## Source excerpt
Brexit might trigger volatility in the currency markets rather than the equity markets, said Andrew Holland, CEO of Ambit Investment Advisors. Brexit will have tax implications for the UK, Europe and other countries may start thinking about exiting. It may largely have tax implications among members of European Union and may influence them to think about exiting, he added. While negative global factors are ebbing away, a good monsoon is the only key move for the markets to move higher and consolidate, he told CNBC-TV18. However, if monsoons fail, he is of the view that the government will have to interfere with fiscal deficit and increase expenditure, which the investors will not like.Meanwhile, earnings momentum will continue to remain the catalyst for Indian equity markets. Holland believes while two-wheelers, and select private banks and non-banking financial companies (NBFCs) have growth stories embedded in them, public sector unit (PSU) banks are still about uncertainty. Further, Holland said any correction is a good time to enter into NBFCs. On Raghuram Rajan's term, he is less worried because any new RBI governor (in case of no extension for Rajan) would tread the same path of growth for the country. Below is the verbatim transcript of Andrew Holland’s interview with Reema Tendulkar and Sonia Shenoy on CNBC-TV18.
Reema: We have outperformed the Morgan Stanley Capital International (MSCI) emerging markets by nearly 10 percent from our February lows, even in dollar terms. Global factors have helped, good earnings, projections of a good monsoon, all that has helped. But from these levels, what is the way forward?

## Records provided

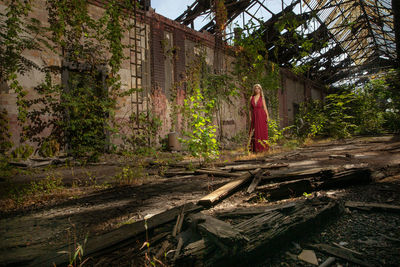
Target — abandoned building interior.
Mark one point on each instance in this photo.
(94, 95)
(350, 41)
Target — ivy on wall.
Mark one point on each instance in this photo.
(79, 112)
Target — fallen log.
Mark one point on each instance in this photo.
(256, 180)
(341, 253)
(285, 189)
(217, 173)
(329, 261)
(247, 167)
(222, 233)
(251, 211)
(287, 175)
(346, 178)
(114, 239)
(171, 173)
(372, 206)
(266, 233)
(227, 189)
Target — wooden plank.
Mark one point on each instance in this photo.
(247, 167)
(329, 261)
(249, 211)
(113, 239)
(217, 230)
(217, 173)
(346, 178)
(266, 234)
(256, 180)
(287, 189)
(227, 189)
(341, 253)
(171, 173)
(288, 175)
(372, 206)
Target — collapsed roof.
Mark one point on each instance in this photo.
(350, 38)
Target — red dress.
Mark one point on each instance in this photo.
(259, 125)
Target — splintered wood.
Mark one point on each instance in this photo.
(256, 237)
(240, 236)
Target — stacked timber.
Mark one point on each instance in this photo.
(245, 243)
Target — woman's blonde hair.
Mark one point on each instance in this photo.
(261, 90)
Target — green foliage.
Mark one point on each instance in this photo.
(80, 113)
(252, 66)
(137, 140)
(201, 138)
(130, 175)
(275, 134)
(5, 143)
(49, 148)
(369, 109)
(22, 152)
(18, 34)
(311, 119)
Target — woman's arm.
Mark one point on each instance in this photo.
(265, 109)
(250, 108)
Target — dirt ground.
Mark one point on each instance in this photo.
(32, 229)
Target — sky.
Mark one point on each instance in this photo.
(173, 8)
(170, 8)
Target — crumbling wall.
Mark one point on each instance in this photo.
(156, 65)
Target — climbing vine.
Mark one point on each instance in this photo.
(252, 66)
(17, 35)
(80, 111)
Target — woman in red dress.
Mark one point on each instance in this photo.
(259, 120)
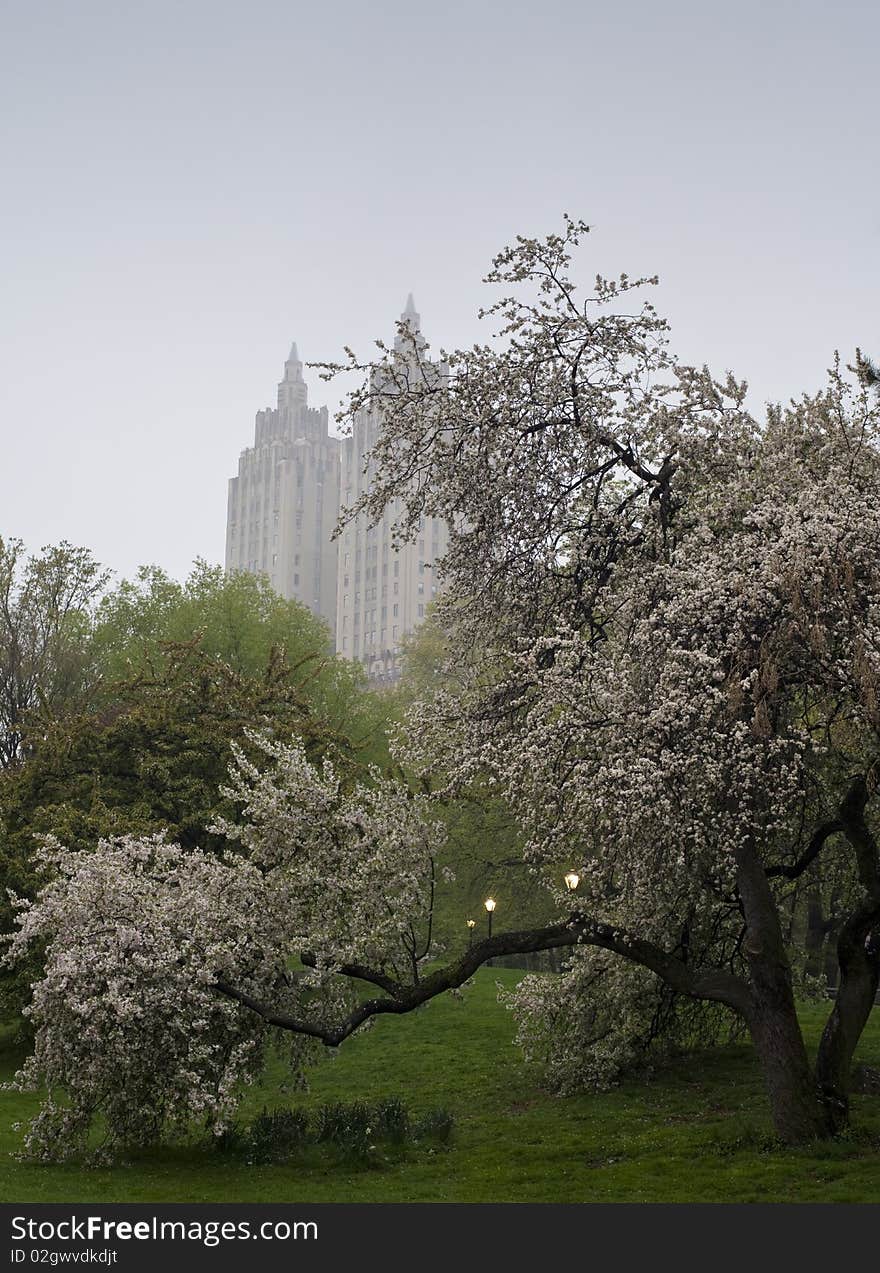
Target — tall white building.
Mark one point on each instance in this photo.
(284, 504)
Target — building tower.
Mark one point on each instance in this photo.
(284, 502)
(382, 591)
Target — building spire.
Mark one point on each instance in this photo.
(292, 391)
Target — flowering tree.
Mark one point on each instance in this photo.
(166, 968)
(670, 615)
(669, 624)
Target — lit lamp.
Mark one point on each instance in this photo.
(489, 905)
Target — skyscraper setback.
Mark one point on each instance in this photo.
(283, 508)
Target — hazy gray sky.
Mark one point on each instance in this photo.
(191, 185)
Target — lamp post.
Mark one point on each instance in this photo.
(489, 905)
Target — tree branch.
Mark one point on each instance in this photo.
(716, 984)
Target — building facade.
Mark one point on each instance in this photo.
(284, 504)
(382, 590)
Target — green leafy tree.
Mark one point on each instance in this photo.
(46, 658)
(150, 761)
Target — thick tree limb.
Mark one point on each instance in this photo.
(716, 984)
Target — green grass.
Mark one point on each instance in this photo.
(697, 1132)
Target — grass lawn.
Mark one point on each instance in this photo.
(697, 1132)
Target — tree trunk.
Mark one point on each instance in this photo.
(858, 975)
(796, 1105)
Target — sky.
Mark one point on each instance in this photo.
(190, 186)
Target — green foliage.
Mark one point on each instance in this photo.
(273, 1136)
(353, 1129)
(434, 1125)
(240, 620)
(153, 760)
(46, 661)
(697, 1131)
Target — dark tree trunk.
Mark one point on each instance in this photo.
(799, 1111)
(797, 1108)
(858, 960)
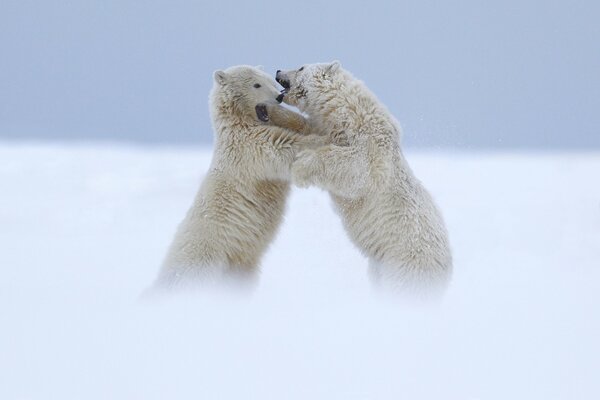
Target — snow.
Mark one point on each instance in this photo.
(84, 228)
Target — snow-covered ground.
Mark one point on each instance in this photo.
(83, 230)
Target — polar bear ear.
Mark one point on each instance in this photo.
(333, 67)
(220, 77)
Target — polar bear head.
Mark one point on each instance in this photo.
(310, 85)
(236, 92)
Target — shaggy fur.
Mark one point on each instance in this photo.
(241, 201)
(386, 211)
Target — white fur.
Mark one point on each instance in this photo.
(386, 211)
(241, 201)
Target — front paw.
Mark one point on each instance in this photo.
(305, 168)
(340, 138)
(261, 112)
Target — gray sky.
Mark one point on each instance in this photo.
(479, 74)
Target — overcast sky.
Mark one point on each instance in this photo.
(480, 74)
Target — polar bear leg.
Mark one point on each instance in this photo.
(411, 282)
(343, 170)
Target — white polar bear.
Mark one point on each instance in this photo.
(241, 201)
(386, 211)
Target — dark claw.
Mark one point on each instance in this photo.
(261, 112)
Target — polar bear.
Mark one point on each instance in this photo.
(386, 211)
(240, 204)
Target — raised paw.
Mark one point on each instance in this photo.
(261, 112)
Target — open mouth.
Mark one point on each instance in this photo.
(281, 95)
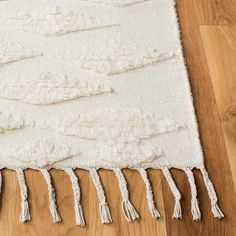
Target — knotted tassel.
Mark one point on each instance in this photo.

## Problems and tasks
• a. In the article on Brexit and Indian markets, why is Holland less worried about Raghuram Rajan's term? Answer in one to three sentences.
• b. Carry on the article on Brexit and Indian markets from where it stops.
You won't need the rows for anything here.

## Exercise results
• a. Holland is less worried because any new RBI governor, in case Rajan's term is not extended, would tread the same path of growth for the country.

• b.
A: We are probably going to consolidate a little bit and there are two factors here. There is the global factor which is ebbing away in terms of concerns. A little bit of excitement yesterday on Brexit and the vote there. But we are still early days, so expect those opinion polls will change quite considerably. So, a bit more volatility in the currency markets rather than the markets themselves. Then of course, we just have to wait for the monsoons now and that is the key. Nothing much different than what we spoke last time around, so it is a global ebbing away and if the monsoons, which we are hearing so far are okay, continues like that, then obviously, the markets can move higher.
Sonia: Someone was making this point earlier as to how logically, the Brexit should not have any long-term implications on emerging markets like India. At worst, perhaps just a short-term 5-8 percent moves on the downside. Would you concur with that view? A: It is a bit more complicated than that, I mean from the outset. They say, Britain leaves Europe, then nothing really changes, a German company buying from a UK company, still euro and pounds. So, there is no real change. But obviously, it will have tax implications on the UK plus then would other countries in Europe start thinking about an exit as well. You got the Spanish elections a few days later. So, all of these things will play on investors mind in the future about Europe. Now, if Europe starts to disintegrate, then obviously, that will have a global impact in terms of trade as well. So, that is the biggest fear. I am not going that way.
Britain moving out of the European Union per se does not have an impact in emerging markets. It is the implications for the rest of Europe you would have to look at.
Reema: You said that the market is likely to continue with its consolidation phase for some more time. How much time do you think we would be consolidating and what would be the triggers which would push us higher or lower?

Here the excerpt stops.